— Problem details —
Would you copy only the lines below, beginning with the one that contains "of the baseboard" and running through the last entry line?

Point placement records
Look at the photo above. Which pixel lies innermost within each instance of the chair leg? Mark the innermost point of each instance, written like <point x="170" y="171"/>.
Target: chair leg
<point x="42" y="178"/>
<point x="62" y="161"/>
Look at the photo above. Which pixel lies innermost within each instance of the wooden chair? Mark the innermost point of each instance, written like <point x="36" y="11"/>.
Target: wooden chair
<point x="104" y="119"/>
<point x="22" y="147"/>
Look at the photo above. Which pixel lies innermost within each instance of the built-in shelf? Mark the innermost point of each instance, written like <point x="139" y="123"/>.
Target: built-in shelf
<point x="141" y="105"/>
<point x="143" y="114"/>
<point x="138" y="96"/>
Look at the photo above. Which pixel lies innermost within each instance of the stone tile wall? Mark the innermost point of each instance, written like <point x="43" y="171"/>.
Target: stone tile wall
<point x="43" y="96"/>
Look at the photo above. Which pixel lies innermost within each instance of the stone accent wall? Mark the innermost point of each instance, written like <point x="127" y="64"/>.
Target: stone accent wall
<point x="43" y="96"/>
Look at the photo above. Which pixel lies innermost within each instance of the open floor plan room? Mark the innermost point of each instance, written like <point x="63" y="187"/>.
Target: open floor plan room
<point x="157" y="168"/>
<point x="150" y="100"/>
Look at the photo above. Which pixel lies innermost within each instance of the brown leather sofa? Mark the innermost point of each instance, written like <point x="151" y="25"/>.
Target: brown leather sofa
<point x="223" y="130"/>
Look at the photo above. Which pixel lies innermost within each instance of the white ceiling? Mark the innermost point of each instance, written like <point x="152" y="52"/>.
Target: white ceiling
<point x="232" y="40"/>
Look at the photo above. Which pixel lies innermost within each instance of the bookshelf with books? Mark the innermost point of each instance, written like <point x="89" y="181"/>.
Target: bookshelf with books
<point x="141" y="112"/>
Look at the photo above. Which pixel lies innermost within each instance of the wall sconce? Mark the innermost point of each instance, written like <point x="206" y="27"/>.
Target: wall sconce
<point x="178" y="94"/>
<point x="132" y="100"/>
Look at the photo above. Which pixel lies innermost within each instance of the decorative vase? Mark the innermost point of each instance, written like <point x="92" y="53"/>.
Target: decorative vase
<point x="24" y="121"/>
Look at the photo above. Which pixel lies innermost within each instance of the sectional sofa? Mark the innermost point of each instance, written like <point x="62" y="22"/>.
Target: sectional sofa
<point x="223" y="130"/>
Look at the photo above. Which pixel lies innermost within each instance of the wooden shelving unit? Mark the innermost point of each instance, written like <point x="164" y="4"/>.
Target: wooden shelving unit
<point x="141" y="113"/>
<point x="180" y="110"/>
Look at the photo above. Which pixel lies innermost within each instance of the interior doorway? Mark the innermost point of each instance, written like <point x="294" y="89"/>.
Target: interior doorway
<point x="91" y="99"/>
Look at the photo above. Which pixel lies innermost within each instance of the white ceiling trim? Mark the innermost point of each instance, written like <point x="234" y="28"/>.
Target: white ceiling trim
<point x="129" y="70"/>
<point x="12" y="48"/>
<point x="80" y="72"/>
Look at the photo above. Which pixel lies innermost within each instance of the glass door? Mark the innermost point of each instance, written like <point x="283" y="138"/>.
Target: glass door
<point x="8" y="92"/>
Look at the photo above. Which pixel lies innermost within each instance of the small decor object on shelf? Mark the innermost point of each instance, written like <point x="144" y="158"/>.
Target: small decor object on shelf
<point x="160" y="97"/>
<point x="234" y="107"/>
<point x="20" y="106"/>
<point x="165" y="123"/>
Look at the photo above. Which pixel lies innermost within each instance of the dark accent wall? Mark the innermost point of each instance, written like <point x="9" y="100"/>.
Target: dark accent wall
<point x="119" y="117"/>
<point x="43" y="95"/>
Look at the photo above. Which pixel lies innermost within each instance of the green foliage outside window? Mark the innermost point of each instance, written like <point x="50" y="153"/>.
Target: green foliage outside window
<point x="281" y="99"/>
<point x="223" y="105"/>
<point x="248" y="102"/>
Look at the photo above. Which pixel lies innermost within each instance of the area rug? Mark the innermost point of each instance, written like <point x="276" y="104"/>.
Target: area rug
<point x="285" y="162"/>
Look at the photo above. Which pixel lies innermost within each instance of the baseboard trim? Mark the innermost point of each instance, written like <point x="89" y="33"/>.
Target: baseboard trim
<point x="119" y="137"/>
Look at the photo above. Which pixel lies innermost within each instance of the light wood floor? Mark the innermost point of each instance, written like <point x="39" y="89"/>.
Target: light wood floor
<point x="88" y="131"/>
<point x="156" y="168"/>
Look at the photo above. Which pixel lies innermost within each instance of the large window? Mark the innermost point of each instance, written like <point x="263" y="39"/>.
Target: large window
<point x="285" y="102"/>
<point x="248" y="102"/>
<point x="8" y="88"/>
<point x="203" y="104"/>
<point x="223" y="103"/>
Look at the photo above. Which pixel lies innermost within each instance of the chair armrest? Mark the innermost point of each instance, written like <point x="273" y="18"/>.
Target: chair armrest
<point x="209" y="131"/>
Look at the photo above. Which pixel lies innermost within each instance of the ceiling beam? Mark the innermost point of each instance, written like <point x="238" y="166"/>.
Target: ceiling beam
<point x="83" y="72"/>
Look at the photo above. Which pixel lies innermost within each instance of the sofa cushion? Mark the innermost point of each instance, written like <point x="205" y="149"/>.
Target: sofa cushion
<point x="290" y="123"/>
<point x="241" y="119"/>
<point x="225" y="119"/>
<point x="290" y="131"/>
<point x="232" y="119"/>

— Task result —
Look at the photo above. Which pixel lies innermost within each instance of the baseboard trim? Mark the innermost point of each instance, written like <point x="89" y="33"/>.
Target: baseboard trim
<point x="119" y="137"/>
Look at the photo above. Which pixel lies innermost within each instance of the light wood floor? Mark the innermost point of each instance, written like <point x="39" y="89"/>.
Target: light wood floor
<point x="88" y="131"/>
<point x="156" y="168"/>
Look at the photo above. Which pixel lies innermost within each instance of the large window? Mark the innermost point of each instance, written like <point x="263" y="39"/>.
Target: large window
<point x="285" y="102"/>
<point x="248" y="102"/>
<point x="8" y="88"/>
<point x="203" y="104"/>
<point x="223" y="103"/>
Look at the photo above. Which pixel lies innermost within each instance of the chair armrest? Mark the innermost point of each instance, written like <point x="273" y="18"/>.
Target: chair armrest
<point x="209" y="131"/>
Look at the photo above. Which pixel lies innermost within each instance of the ceiling beam? Mark the innermost point of each instance, written like <point x="238" y="166"/>.
Target: ceiling beam
<point x="83" y="72"/>
Look at the photo above. Which pixel lies innermost within each instance of the sofa cushion? Mark the innermost point of each instance, written like <point x="205" y="149"/>.
Target: sofa cushion
<point x="290" y="123"/>
<point x="241" y="119"/>
<point x="225" y="119"/>
<point x="290" y="131"/>
<point x="232" y="119"/>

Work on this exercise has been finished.